Read the data and repeat it in full, exactly.
(Provided data begins)
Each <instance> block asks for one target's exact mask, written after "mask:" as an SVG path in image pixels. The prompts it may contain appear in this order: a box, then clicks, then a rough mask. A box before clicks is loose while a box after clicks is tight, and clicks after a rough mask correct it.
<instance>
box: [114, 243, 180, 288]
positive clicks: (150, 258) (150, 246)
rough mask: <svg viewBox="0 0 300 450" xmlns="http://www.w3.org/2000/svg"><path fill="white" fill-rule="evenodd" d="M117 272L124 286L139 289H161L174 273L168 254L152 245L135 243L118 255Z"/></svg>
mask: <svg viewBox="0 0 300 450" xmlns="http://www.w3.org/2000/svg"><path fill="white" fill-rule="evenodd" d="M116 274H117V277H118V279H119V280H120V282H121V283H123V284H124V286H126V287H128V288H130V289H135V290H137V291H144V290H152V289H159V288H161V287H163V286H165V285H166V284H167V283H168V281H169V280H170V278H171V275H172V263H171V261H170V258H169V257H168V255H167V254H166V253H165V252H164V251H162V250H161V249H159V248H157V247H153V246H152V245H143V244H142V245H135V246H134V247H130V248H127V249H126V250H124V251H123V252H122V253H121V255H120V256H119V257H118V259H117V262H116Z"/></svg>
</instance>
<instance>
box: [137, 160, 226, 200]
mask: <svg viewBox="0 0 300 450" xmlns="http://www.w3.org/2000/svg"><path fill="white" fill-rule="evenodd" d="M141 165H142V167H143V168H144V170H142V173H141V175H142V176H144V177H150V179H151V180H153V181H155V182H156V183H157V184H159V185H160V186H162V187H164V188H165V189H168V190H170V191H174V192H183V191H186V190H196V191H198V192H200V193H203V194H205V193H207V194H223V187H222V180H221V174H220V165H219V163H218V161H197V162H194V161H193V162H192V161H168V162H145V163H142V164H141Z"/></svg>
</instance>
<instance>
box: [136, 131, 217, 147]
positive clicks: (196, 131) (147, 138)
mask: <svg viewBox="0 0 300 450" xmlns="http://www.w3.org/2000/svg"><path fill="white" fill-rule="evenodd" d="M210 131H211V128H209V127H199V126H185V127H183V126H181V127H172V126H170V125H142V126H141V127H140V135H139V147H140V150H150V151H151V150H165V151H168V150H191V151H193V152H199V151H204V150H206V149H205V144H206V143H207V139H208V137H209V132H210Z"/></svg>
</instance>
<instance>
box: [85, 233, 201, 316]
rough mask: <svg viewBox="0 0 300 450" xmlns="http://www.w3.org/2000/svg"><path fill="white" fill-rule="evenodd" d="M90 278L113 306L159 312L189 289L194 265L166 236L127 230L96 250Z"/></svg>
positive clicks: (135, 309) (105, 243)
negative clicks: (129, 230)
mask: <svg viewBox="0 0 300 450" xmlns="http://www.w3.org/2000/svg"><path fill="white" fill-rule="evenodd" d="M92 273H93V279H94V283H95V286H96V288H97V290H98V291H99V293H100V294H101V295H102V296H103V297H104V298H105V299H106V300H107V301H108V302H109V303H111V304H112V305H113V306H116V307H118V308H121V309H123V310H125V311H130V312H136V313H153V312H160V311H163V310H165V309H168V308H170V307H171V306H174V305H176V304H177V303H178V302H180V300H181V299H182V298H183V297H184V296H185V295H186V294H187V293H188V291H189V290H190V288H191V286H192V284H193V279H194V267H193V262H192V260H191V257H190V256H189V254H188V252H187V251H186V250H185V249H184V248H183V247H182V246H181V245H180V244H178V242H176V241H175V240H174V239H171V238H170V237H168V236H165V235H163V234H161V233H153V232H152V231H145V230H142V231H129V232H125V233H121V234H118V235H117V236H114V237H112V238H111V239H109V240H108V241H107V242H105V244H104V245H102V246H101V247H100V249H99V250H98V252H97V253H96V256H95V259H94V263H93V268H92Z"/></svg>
(Provided data ends)
Your solution:
Each <instance> block asks for one target's exact mask, written after "mask:" as an SVG path in image pixels. The prompts it may contain appear in this order: a box, then clicks, then a rough mask. A box before clicks is loose while a box after clicks is tight, and clicks after a rough mask correct it.
<instance>
box: [114, 243, 180, 288]
positive clicks: (150, 258) (150, 246)
rough mask: <svg viewBox="0 0 300 450" xmlns="http://www.w3.org/2000/svg"><path fill="white" fill-rule="evenodd" d="M117 272L124 286L139 289H161L174 273L168 254L152 245L135 243L118 255Z"/></svg>
mask: <svg viewBox="0 0 300 450" xmlns="http://www.w3.org/2000/svg"><path fill="white" fill-rule="evenodd" d="M116 274H117V277H118V279H119V280H120V282H121V283H123V284H124V286H126V287H128V288H130V289H135V290H137V291H144V290H152V289H159V288H161V287H163V286H165V285H166V284H167V283H168V281H169V280H170V278H171V275H172V263H171V261H170V258H169V257H168V255H167V254H166V253H165V252H164V251H162V250H161V249H159V248H157V247H153V246H152V245H143V244H142V245H135V246H134V247H130V248H127V249H126V250H124V251H123V252H122V253H121V255H120V256H119V257H118V259H117V262H116Z"/></svg>
</instance>
<instance>
box: [137, 160, 226, 200]
mask: <svg viewBox="0 0 300 450" xmlns="http://www.w3.org/2000/svg"><path fill="white" fill-rule="evenodd" d="M141 165H142V167H143V168H144V170H142V173H141V175H142V176H144V177H150V179H151V180H153V181H155V182H156V183H157V184H159V185H160V186H162V187H164V188H165V189H168V190H170V191H174V192H183V191H186V190H196V191H198V192H200V193H203V194H205V193H207V194H223V187H222V180H221V174H220V165H219V163H218V161H197V162H194V161H193V162H192V161H168V162H145V163H142V164H141Z"/></svg>
</instance>
<instance>
box: [136, 131, 217, 147]
positive clicks: (196, 131) (147, 138)
mask: <svg viewBox="0 0 300 450" xmlns="http://www.w3.org/2000/svg"><path fill="white" fill-rule="evenodd" d="M210 131H211V128H209V127H199V126H185V127H183V126H181V127H172V126H170V125H142V126H141V127H140V135H139V147H140V150H150V151H151V150H165V151H168V150H191V151H193V152H199V151H204V150H206V149H205V144H206V143H207V139H208V137H209V132H210Z"/></svg>
</instance>
<instance>
box: [85, 233, 201, 316]
rough mask: <svg viewBox="0 0 300 450" xmlns="http://www.w3.org/2000/svg"><path fill="white" fill-rule="evenodd" d="M90 278L113 306L159 312L189 289L194 265L166 236L127 230L96 250Z"/></svg>
positive clicks: (135, 309) (105, 243)
negative clicks: (129, 230)
mask: <svg viewBox="0 0 300 450" xmlns="http://www.w3.org/2000/svg"><path fill="white" fill-rule="evenodd" d="M92 273H93V279H94V283H95V286H96V288H97V290H98V291H99V293H100V294H101V295H102V296H103V297H104V298H105V299H106V300H107V301H108V302H109V303H111V304H112V305H113V306H116V307H118V308H121V309H123V310H125V311H130V312H136V313H153V312H160V311H163V310H165V309H168V308H170V307H171V306H174V305H176V304H177V303H178V302H180V300H181V299H182V298H183V297H184V296H185V295H186V294H187V293H188V291H189V290H190V288H191V286H192V284H193V279H194V267H193V262H192V260H191V257H190V256H189V254H188V252H187V251H186V250H185V249H184V248H183V247H182V246H181V245H180V244H178V242H176V241H175V240H174V239H171V238H170V237H168V236H165V235H163V234H161V233H153V232H152V231H145V230H142V231H129V232H125V233H121V234H118V235H117V236H114V237H112V238H111V239H109V240H108V241H107V242H105V244H104V245H102V246H101V247H100V249H99V250H98V252H97V253H96V256H95V259H94V263H93V268H92Z"/></svg>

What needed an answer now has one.